• _PROVIDED ENTRIES_
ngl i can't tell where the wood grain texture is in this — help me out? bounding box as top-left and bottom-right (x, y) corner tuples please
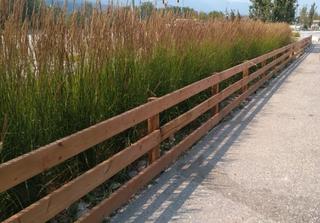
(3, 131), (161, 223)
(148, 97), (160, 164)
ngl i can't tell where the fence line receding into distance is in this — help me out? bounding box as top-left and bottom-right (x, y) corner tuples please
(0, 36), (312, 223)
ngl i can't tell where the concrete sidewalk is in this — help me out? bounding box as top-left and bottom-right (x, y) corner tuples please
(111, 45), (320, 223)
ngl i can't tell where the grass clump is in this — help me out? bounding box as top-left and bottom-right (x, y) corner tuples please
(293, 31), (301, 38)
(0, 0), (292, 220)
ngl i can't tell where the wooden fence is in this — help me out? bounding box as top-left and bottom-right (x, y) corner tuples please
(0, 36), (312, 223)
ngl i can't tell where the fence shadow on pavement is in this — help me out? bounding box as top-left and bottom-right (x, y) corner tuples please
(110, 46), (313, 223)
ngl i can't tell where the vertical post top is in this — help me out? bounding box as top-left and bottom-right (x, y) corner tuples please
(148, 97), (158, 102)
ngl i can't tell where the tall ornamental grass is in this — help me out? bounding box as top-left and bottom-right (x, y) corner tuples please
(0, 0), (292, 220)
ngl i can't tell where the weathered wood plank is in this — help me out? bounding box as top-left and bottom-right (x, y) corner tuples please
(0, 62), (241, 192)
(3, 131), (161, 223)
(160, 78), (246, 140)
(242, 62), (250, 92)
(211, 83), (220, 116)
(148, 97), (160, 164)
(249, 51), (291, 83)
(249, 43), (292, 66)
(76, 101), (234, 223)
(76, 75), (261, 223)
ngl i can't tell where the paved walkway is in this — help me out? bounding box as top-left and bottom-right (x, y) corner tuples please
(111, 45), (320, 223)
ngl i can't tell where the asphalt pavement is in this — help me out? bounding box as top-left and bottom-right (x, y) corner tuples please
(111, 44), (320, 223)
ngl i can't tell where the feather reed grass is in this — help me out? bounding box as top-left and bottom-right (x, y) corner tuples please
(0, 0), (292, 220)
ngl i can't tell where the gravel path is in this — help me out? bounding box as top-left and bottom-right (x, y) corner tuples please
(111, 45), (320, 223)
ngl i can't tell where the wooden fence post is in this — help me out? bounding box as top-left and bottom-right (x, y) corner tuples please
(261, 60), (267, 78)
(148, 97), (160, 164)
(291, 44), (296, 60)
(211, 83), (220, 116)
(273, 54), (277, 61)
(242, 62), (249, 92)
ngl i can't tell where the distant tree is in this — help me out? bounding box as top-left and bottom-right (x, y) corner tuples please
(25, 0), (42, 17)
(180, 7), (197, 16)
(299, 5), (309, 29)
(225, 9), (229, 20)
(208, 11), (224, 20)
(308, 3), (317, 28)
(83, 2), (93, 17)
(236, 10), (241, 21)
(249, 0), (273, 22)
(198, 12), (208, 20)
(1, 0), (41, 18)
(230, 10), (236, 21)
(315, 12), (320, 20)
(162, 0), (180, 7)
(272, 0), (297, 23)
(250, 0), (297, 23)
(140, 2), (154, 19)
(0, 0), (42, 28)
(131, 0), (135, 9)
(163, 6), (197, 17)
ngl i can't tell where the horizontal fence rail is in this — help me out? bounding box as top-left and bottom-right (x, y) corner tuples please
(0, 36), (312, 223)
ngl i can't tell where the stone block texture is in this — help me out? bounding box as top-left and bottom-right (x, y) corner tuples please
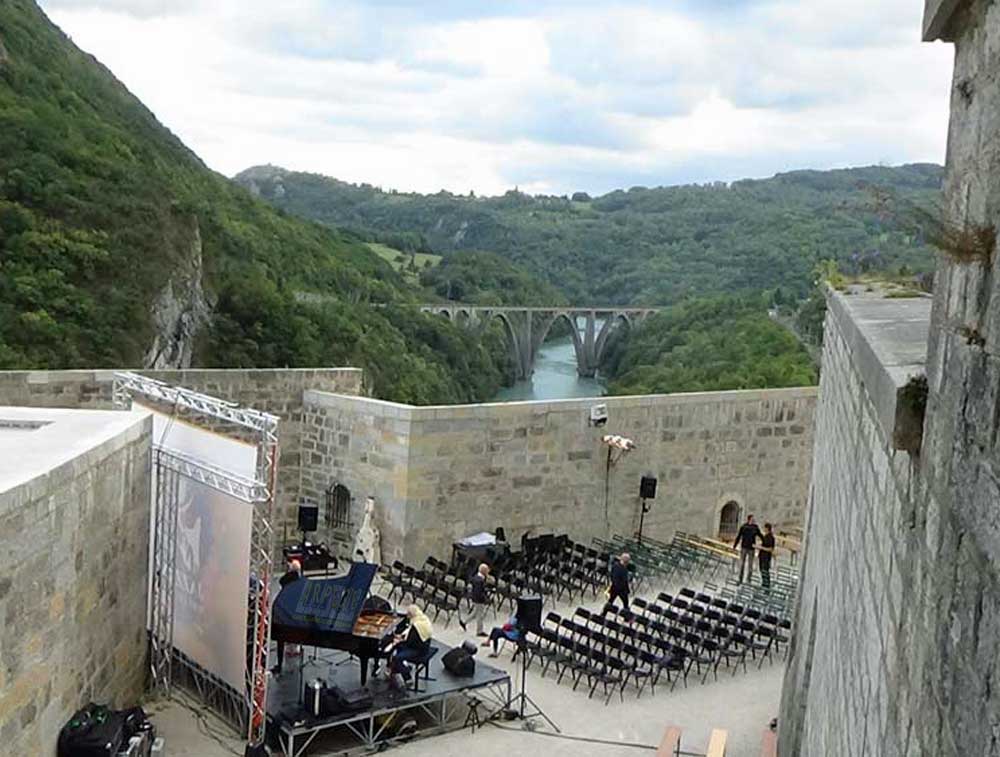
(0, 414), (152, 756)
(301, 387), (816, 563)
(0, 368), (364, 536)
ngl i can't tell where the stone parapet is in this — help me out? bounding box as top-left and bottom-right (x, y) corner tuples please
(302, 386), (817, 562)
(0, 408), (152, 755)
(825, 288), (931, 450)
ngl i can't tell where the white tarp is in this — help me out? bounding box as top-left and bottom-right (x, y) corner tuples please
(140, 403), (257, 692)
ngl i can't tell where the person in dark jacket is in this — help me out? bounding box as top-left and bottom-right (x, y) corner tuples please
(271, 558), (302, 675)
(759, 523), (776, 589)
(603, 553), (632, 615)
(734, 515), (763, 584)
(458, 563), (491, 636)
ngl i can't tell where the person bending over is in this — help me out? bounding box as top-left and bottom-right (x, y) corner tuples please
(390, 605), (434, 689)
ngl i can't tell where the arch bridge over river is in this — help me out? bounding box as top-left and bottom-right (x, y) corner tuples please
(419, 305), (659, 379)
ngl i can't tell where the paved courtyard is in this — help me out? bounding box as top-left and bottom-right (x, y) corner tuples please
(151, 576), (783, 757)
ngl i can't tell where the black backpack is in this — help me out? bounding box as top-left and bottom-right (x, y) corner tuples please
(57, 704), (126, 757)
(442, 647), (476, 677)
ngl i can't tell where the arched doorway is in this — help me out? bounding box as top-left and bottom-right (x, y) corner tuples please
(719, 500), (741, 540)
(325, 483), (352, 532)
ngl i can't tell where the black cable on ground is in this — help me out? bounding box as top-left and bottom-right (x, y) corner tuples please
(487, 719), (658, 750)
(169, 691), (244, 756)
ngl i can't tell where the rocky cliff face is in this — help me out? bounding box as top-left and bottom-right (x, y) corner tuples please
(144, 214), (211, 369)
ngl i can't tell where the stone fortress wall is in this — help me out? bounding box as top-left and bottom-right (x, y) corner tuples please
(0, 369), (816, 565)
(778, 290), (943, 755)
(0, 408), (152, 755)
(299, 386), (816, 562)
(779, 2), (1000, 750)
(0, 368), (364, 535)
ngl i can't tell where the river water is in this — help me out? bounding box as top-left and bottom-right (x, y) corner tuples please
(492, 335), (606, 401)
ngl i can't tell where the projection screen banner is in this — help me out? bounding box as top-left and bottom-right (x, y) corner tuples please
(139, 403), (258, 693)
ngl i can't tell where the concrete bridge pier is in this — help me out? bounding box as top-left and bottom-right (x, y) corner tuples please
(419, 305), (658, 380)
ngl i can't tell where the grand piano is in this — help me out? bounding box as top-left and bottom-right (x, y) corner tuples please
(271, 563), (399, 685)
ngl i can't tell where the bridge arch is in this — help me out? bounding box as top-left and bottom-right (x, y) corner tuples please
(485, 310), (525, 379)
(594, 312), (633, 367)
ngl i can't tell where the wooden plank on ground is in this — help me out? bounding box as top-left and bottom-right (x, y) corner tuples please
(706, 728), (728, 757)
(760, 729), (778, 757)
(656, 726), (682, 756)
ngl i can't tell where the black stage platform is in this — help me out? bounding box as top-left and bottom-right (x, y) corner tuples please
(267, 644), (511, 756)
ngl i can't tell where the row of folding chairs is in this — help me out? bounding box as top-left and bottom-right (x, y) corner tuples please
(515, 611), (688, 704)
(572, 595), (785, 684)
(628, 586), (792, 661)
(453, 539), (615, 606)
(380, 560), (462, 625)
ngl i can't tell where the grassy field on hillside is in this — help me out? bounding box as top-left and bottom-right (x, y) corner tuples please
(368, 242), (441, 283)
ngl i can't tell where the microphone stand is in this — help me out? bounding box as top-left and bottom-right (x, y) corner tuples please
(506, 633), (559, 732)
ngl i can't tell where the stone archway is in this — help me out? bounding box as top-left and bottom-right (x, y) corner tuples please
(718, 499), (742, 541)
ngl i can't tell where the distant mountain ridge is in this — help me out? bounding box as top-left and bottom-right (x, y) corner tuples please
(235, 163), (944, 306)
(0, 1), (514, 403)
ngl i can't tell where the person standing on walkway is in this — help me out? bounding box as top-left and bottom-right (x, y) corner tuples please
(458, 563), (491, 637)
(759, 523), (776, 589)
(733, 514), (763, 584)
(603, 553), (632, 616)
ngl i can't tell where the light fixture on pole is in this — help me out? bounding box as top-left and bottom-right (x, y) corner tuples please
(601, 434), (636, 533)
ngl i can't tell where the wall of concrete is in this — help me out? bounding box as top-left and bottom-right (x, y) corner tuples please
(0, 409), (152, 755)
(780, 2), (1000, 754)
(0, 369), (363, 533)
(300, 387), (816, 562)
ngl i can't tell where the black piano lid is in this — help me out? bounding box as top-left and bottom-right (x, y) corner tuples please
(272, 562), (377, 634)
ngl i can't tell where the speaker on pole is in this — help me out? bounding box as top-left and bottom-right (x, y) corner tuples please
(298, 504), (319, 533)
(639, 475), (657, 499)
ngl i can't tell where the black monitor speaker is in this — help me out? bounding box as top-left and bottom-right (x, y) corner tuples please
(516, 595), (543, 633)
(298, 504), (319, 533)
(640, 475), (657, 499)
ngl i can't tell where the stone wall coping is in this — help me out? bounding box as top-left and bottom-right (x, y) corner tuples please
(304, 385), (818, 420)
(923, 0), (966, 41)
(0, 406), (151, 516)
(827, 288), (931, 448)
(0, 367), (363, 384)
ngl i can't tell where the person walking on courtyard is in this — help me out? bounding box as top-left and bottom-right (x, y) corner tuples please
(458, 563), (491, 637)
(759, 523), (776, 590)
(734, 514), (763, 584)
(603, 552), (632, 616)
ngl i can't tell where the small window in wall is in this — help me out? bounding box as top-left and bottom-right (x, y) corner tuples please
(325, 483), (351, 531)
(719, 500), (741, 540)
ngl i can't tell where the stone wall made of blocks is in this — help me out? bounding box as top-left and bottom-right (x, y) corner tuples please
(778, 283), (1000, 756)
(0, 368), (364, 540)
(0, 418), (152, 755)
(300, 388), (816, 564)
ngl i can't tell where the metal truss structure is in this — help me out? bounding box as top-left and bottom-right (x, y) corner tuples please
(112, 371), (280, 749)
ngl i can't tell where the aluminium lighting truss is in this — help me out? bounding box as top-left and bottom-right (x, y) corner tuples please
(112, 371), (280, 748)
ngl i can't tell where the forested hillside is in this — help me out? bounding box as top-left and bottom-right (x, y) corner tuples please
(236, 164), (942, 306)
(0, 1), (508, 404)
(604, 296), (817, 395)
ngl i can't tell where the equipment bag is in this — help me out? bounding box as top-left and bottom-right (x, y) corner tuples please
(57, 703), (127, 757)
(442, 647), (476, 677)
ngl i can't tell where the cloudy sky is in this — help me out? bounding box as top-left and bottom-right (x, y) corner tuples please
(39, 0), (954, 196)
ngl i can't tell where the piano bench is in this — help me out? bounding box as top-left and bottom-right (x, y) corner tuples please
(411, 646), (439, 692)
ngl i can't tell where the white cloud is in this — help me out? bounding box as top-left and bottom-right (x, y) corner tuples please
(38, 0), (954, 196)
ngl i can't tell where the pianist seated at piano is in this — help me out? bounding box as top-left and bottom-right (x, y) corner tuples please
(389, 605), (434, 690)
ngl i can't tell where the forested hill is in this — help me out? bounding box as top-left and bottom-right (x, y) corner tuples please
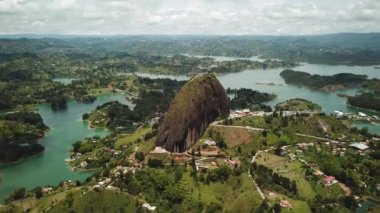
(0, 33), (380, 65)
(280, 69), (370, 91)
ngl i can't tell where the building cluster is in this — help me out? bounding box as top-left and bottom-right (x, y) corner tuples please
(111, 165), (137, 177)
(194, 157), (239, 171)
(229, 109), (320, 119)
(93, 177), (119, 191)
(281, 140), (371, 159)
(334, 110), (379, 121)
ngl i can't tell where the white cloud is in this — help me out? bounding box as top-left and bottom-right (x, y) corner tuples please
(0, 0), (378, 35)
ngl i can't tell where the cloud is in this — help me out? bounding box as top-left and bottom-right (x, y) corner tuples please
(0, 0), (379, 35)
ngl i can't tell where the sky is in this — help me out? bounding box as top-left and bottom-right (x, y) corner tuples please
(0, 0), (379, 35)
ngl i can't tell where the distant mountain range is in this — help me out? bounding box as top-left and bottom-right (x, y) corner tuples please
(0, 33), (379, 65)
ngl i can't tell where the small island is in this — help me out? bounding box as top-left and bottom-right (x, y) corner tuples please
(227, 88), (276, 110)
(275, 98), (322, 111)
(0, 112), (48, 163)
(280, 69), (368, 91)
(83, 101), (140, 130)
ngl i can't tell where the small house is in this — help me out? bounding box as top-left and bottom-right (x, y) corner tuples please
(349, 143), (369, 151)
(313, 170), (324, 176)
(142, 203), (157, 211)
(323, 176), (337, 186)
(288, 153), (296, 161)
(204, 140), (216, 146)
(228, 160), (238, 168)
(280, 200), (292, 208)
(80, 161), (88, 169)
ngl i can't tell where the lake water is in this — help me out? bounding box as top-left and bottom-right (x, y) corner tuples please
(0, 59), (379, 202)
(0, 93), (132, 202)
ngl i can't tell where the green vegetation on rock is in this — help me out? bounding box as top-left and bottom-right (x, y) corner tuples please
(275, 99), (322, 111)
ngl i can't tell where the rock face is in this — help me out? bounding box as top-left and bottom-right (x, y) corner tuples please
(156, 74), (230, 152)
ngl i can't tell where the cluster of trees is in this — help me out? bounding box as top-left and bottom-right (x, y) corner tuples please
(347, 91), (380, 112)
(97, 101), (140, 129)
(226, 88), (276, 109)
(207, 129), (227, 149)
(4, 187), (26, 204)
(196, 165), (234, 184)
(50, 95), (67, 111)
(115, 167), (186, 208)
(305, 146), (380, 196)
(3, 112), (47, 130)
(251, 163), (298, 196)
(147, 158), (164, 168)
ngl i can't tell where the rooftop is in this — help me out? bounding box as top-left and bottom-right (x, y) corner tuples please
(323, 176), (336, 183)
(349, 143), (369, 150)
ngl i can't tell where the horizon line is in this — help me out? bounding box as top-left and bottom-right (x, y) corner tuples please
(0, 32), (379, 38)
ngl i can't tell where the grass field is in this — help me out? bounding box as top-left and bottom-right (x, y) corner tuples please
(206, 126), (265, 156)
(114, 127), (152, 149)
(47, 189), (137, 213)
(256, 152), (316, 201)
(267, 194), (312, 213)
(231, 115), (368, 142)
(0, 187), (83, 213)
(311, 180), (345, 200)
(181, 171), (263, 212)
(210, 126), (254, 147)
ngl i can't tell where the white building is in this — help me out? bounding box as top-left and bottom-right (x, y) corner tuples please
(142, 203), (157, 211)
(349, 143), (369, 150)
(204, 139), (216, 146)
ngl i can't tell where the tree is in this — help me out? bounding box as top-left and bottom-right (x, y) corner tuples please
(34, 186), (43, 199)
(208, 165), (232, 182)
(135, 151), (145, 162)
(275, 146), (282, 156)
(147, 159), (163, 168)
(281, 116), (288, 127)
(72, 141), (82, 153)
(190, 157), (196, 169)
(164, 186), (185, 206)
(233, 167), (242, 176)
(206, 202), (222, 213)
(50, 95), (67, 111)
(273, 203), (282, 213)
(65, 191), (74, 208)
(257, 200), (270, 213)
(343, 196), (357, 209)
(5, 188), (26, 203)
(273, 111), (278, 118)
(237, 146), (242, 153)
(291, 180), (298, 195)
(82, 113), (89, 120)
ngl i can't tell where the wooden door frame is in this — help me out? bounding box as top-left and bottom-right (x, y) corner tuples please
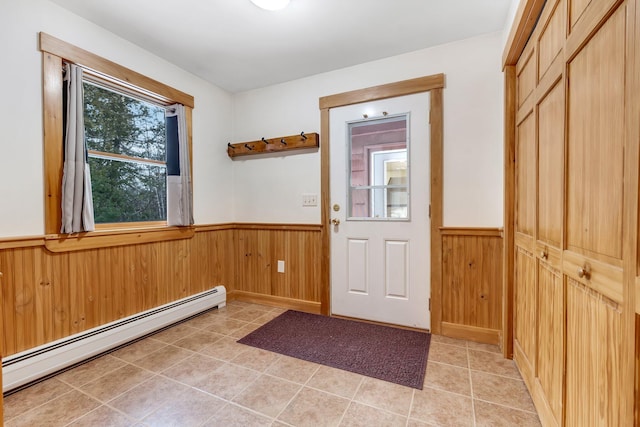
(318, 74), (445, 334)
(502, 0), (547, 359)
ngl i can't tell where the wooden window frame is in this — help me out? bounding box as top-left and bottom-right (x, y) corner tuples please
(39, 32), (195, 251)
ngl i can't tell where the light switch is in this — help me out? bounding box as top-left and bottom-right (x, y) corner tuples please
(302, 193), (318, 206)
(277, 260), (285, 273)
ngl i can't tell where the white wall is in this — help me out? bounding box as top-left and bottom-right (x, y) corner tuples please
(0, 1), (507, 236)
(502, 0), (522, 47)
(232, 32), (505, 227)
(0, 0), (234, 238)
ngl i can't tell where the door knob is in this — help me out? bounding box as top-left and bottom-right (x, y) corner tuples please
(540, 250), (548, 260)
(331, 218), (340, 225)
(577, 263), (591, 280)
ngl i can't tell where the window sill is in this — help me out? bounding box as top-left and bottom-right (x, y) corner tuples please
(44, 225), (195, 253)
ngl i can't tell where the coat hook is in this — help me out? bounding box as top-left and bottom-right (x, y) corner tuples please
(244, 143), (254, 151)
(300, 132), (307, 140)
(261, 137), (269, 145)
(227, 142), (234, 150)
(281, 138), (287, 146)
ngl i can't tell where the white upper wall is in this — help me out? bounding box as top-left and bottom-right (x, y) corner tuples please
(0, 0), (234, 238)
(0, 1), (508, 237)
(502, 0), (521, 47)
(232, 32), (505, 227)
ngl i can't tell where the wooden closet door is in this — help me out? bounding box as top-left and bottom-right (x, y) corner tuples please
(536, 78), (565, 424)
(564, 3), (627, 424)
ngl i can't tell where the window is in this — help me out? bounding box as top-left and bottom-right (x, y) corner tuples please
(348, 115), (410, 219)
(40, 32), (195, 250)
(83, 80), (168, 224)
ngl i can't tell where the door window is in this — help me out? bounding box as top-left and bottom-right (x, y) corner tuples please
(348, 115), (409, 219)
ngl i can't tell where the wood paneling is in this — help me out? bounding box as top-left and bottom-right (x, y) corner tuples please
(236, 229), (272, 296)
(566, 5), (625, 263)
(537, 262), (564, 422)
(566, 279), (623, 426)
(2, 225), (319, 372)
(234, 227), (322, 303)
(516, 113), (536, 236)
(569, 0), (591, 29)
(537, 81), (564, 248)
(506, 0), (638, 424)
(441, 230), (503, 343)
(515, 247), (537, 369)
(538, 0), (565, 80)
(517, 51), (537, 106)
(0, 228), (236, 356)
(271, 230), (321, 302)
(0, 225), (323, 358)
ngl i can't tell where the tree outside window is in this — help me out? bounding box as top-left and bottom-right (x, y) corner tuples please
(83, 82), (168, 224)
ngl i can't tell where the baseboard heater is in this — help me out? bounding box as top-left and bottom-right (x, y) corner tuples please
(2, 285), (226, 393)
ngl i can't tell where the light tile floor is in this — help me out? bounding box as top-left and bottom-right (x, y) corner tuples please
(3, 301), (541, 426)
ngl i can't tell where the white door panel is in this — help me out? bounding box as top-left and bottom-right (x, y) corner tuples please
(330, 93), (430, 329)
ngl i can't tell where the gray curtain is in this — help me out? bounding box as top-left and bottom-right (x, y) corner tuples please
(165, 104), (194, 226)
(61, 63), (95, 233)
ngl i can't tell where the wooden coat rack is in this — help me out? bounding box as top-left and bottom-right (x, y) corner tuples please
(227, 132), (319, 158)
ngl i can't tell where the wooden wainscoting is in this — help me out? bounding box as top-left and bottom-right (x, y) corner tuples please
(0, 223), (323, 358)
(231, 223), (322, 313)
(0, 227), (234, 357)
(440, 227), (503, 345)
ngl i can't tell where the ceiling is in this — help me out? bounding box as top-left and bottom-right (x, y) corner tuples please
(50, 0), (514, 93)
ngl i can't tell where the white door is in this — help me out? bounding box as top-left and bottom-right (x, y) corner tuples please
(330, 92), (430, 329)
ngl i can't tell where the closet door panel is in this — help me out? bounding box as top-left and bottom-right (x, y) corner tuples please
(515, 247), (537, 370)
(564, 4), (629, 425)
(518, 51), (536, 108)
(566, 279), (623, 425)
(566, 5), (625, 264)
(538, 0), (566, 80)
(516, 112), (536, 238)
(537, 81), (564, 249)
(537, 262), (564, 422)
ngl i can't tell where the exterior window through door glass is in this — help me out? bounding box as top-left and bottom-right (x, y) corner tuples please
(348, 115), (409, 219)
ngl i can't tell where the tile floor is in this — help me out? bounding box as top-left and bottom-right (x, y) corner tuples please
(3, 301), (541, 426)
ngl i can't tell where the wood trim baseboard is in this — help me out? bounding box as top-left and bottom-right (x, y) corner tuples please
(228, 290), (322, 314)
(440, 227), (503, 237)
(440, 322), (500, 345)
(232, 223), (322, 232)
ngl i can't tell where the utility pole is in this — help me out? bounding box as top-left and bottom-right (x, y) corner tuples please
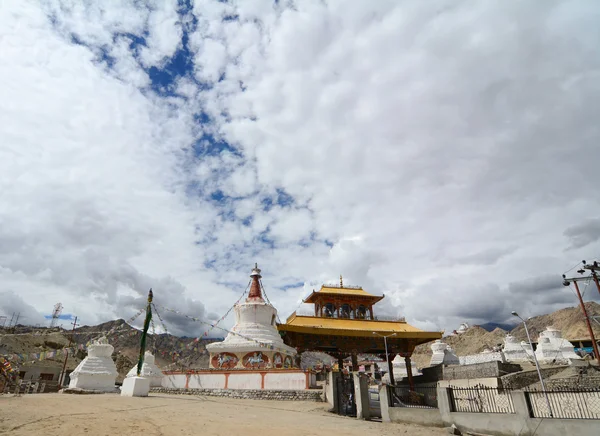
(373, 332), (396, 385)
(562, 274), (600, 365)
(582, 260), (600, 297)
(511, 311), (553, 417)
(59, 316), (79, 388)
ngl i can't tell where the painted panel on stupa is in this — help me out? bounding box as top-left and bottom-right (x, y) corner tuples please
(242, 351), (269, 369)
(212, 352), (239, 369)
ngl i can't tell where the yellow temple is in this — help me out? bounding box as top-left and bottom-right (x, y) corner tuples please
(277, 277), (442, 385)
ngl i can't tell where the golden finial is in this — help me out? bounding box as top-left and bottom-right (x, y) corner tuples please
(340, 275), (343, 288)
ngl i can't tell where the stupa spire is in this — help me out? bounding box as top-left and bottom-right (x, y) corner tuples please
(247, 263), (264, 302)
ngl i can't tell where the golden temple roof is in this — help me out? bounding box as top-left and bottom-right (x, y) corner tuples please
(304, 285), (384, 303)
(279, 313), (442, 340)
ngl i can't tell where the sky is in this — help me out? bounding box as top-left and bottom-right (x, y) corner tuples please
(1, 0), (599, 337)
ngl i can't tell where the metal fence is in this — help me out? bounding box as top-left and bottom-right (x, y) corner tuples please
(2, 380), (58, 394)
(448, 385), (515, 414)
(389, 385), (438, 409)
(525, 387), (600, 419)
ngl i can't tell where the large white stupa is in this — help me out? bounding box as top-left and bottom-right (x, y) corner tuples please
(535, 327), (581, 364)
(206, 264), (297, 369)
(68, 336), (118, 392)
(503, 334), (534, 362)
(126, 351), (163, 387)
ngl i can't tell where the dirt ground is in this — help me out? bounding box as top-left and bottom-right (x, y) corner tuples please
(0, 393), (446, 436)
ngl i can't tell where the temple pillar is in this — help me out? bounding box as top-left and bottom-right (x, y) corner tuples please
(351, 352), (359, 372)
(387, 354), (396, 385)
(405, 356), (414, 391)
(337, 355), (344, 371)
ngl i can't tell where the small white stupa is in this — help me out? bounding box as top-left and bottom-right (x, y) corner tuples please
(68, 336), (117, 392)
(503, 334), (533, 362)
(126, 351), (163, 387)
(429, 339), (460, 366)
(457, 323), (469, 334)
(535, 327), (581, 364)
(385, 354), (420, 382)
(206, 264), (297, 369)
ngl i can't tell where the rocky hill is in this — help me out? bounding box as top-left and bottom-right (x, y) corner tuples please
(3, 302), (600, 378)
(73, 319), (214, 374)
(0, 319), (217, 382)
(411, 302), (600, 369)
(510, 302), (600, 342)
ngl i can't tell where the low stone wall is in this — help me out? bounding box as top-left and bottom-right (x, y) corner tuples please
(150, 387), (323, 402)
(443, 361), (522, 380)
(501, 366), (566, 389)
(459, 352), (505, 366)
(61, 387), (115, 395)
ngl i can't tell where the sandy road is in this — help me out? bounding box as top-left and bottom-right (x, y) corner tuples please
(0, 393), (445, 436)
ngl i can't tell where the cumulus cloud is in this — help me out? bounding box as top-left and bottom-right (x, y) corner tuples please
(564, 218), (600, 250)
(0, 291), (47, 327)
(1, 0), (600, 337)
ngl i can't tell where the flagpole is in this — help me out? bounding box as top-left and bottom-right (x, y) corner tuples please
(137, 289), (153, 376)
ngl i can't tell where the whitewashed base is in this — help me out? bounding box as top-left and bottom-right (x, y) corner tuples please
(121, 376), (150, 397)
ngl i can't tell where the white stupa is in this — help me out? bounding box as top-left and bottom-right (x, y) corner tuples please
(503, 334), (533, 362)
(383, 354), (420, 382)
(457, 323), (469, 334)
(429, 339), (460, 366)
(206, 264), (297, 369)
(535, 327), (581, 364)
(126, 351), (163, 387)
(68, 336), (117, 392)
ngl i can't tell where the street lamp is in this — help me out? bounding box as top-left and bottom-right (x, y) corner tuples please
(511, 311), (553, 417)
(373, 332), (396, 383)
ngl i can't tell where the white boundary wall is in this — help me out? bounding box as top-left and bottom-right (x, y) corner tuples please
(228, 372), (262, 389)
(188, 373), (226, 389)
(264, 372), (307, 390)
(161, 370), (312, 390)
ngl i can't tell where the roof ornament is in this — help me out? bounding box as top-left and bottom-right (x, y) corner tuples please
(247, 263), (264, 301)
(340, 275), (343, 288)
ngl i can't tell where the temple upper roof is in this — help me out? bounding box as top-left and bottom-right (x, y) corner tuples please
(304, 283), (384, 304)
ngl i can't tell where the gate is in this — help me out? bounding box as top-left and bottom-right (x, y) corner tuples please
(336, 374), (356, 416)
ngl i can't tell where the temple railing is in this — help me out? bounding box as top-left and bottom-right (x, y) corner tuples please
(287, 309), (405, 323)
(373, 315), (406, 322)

• _ASSIGNMENT_
Give back exactly the lines starting at the one with "ngl i can't tell where the roof ornament" and running to the end of the listing. Include both ends.

• _WRITTEN REPLY_
ngl i can't tell where the roof ornament is in this — help me out? bounding box as top-left and bottom-right (x, y) corner tuples please
(247, 263), (264, 301)
(340, 275), (343, 288)
ngl i can't tell where the temple upper roof is in this — help me out? bounding box as top-left and bottom-right (x, y) corner tuples please
(304, 283), (384, 304)
ngl i can't tell where the gate is in this — help me out? bounding box as top-left and bottom-right (x, y) corner tuples please
(336, 374), (356, 416)
ngl i can't tell where the temple railing is in this — help me out? bounding box as top-left and bottom-right (x, y) corner tuples please
(287, 309), (405, 323)
(373, 315), (406, 322)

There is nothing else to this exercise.